- Active: 1941–1944
- Country: Nazi Germany
- Branch: Army (Wehrmacht)
- Type: Security division
- Size: Division
- Engagements: World War II

= 203rd Security Division =

The 203rd Security Division, was a rear-security division in the Wehrmacht of Nazi Germany. The unit was deployed in German-occupied areas of the Soviet Union, in the Army Group Centre Rear Area and was responsible for large-scale war crimes and atrocities.

==Operational history==
The division was formed in June 1942 on the basis of the 203rd Security Brigade that was itself formed in December 1941. It operated in the Army Group Centre Rear Area, of the occupied regions of the Soviet Union behind Army Group Centre's front lines. Its duties included security of communications and supply lines, economic exploitation and combatting irregular fighters (partisans) in Wehrmacht's rear areas.

| Tasks and exercises |
1. Using the article on the 203rd Security Division, explain how the division was formed and when.
2. In the article on the 203rd Security Division, rewrite the passage that begins with the words "The 203rd Security Division, was" and ends after "Wehrmacht's rear areas.". Replace "Army Group Centre Rear Area" with "rear area of Army Group Centre".
3. Continue the article on the 203rd Security Division from the point where it ends.

| Extracted data |
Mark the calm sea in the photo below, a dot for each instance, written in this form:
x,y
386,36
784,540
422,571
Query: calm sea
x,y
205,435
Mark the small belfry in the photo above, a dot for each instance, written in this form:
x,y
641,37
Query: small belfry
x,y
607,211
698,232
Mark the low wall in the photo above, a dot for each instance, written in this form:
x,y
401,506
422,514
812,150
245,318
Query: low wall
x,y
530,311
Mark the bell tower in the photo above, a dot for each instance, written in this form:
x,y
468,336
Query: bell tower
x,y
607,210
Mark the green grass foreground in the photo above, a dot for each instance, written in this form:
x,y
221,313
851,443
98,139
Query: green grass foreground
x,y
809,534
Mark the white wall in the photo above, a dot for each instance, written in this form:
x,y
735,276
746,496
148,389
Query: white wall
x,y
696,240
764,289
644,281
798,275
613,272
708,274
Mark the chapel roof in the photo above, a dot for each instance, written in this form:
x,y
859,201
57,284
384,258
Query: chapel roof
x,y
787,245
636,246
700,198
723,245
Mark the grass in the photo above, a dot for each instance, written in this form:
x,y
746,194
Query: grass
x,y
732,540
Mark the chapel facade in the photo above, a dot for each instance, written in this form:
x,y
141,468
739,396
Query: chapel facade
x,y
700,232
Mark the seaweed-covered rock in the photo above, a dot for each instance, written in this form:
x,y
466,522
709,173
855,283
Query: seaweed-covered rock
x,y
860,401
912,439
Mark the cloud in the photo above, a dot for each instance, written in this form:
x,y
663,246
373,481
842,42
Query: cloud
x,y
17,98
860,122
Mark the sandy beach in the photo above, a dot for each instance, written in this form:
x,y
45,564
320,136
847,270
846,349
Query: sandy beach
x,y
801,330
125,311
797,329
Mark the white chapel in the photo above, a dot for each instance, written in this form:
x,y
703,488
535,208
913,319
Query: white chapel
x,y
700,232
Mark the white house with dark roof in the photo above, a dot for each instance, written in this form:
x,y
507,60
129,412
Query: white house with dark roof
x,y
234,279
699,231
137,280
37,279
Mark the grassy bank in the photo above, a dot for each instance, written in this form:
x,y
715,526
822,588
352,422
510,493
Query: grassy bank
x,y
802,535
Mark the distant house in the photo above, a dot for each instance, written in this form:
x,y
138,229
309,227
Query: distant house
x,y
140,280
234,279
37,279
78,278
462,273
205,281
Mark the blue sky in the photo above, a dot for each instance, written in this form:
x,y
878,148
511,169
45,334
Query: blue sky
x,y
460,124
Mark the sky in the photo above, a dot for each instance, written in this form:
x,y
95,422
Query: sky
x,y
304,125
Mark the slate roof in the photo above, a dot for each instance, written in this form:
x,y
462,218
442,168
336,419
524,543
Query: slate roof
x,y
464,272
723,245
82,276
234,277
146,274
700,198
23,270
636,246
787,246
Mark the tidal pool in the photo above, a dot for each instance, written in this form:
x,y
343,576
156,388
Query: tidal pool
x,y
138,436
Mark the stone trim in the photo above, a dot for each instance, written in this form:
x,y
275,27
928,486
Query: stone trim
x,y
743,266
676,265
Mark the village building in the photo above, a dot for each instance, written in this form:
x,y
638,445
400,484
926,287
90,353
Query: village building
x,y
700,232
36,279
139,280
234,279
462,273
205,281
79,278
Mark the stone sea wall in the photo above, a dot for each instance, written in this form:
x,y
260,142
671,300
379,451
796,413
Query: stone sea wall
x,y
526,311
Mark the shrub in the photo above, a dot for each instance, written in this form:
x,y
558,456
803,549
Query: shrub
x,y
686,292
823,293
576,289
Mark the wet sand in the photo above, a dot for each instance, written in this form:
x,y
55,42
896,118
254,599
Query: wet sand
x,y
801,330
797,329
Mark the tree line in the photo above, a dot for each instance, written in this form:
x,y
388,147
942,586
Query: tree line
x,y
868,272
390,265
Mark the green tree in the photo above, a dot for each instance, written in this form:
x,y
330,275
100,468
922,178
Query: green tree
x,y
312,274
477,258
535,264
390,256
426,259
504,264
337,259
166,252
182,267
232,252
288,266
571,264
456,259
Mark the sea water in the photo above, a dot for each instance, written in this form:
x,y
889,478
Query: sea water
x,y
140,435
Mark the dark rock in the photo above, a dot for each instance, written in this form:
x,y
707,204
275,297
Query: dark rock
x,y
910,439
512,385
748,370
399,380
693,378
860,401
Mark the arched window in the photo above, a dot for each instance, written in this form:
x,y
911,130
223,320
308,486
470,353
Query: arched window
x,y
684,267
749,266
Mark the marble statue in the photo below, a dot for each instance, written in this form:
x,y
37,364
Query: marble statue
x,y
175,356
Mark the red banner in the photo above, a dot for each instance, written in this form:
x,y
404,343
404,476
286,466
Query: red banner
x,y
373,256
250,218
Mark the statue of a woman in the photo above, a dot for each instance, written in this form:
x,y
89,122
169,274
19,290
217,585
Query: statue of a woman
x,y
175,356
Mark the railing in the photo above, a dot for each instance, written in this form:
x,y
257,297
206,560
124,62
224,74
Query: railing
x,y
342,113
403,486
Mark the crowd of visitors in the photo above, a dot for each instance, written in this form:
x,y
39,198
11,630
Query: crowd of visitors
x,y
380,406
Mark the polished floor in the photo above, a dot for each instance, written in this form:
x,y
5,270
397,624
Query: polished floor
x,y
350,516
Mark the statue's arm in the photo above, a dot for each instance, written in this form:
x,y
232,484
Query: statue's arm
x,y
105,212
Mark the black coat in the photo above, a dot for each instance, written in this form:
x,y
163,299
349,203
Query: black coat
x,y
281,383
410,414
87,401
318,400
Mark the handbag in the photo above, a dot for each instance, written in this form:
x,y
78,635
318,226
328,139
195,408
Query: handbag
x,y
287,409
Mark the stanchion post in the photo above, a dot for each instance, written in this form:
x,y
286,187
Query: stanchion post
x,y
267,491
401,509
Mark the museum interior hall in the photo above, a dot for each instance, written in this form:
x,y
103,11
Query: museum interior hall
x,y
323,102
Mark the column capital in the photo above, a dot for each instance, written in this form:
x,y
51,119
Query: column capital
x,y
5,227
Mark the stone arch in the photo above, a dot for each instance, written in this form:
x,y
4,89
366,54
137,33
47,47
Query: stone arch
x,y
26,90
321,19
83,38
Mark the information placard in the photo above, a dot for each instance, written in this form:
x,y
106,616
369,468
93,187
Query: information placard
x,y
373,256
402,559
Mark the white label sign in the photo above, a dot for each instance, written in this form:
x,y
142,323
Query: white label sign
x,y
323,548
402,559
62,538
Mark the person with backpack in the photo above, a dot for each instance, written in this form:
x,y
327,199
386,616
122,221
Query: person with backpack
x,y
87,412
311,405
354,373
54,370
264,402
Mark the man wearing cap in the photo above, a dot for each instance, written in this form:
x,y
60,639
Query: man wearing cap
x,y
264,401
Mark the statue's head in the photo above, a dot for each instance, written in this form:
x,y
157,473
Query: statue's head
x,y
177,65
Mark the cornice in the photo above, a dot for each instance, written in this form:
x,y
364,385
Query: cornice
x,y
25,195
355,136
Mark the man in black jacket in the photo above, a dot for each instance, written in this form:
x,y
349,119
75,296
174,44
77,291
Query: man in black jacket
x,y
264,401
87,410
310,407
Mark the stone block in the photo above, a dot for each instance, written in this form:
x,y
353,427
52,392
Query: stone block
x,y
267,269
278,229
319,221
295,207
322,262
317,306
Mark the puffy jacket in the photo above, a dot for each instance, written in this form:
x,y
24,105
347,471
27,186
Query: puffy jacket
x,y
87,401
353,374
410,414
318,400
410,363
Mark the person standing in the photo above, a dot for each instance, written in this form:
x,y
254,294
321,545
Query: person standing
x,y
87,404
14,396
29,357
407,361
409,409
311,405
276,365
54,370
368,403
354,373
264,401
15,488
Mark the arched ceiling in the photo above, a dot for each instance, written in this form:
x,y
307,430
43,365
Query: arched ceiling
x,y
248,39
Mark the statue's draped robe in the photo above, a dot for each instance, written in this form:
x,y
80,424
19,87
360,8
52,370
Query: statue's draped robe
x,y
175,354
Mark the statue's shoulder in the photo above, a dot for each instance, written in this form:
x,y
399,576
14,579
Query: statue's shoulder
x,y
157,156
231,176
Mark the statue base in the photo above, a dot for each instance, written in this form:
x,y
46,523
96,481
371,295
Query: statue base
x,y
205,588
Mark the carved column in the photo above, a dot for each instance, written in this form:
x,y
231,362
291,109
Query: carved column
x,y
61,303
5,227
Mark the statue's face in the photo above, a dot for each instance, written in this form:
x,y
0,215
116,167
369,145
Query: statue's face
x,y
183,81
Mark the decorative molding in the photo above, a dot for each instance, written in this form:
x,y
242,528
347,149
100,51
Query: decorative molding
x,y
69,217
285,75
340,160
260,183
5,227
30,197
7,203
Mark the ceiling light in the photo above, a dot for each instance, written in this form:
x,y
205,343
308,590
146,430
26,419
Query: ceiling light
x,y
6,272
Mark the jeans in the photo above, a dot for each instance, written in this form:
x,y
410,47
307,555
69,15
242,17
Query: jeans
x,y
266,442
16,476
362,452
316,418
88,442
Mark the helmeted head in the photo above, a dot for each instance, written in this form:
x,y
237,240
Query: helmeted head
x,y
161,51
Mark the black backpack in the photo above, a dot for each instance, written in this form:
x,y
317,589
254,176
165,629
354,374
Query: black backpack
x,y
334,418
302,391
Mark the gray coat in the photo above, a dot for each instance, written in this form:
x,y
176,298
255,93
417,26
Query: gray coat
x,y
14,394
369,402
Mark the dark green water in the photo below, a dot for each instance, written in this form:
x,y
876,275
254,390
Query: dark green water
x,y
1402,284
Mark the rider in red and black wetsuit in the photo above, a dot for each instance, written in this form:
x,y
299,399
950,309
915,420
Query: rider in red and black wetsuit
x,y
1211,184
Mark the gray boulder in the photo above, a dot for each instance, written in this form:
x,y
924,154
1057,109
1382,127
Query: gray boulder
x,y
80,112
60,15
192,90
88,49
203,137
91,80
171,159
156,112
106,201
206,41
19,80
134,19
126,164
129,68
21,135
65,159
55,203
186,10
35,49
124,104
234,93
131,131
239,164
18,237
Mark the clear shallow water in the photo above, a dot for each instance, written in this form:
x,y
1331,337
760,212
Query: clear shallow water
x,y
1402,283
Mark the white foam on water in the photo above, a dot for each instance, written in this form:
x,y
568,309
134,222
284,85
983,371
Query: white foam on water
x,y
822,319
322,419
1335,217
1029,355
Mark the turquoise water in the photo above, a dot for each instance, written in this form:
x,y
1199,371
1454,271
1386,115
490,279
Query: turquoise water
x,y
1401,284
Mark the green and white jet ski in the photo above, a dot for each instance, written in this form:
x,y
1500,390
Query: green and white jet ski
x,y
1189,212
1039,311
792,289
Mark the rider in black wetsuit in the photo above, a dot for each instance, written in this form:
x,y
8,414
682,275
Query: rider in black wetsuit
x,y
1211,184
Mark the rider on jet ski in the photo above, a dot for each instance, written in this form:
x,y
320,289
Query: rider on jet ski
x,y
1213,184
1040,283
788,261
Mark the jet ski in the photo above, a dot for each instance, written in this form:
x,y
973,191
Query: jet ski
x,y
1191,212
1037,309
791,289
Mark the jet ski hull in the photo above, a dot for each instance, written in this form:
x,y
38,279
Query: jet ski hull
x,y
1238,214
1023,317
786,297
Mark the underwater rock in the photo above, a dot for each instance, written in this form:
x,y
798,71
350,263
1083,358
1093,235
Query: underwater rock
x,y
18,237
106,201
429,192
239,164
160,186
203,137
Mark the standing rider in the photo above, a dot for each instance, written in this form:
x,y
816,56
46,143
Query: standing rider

| Answers to the tasks |
1. The division was formed in June 1942 on the basis of the 203rd Security Brigade. That brigade had itself been formed in December 1941.

2.
The 203rd Security Division, was a rear-security division in the Wehrmacht of Nazi Germany. The unit was deployed in German-occupied areas of the Soviet Union, in the rear area of Army Group Centre and was responsible for large-scale war crimes and atrocities.

==Operational history==
The division was formed in June 1942 on the basis of the 203rd Security Brigade that was itself formed in December 1941. It operated in the rear area of Army Group Centre, of the occupied regions of the Soviet Union behind Army Group Centre's front lines. Its duties included security of communications and supply lines, economic exploitation and combatting irregular fighters (partisans) in Wehrmacht's rear areas.

3.
The so-called anti-partisan operations in "bandit-infested" areas amounted to destruction of villages, plunder and enslavement of civilian population. In July 1942, the division took part in '"Operation Peter". The unit received specific instructions regarding the villages deemed "bandit-friendly" (those failing to meet agricultural quotas). The division was to appropriate livestock, deport the population for slave labour to Germany and burn the villages down.

The unit suffered heavy losses during the Soviet Red Army summer offensive Operation Bagration in 1944. In October 1944 it was designated the 203rd Infantry Division, and continued to fight on the Eastern Front until Germany's surrender.

== Commanders ==
- Generalleutnant Rudolf Pilz (January 1943 – 19 August 1944)
- Generalleutnant Max Horn (19 August 1944 – 18 November 1944)
- Generalleutnant Wilhelm Thomas (18 November 1944 – 26 December 1944)
- Generalmajor Fritz Gädicke (26 December 1944 – April 1945)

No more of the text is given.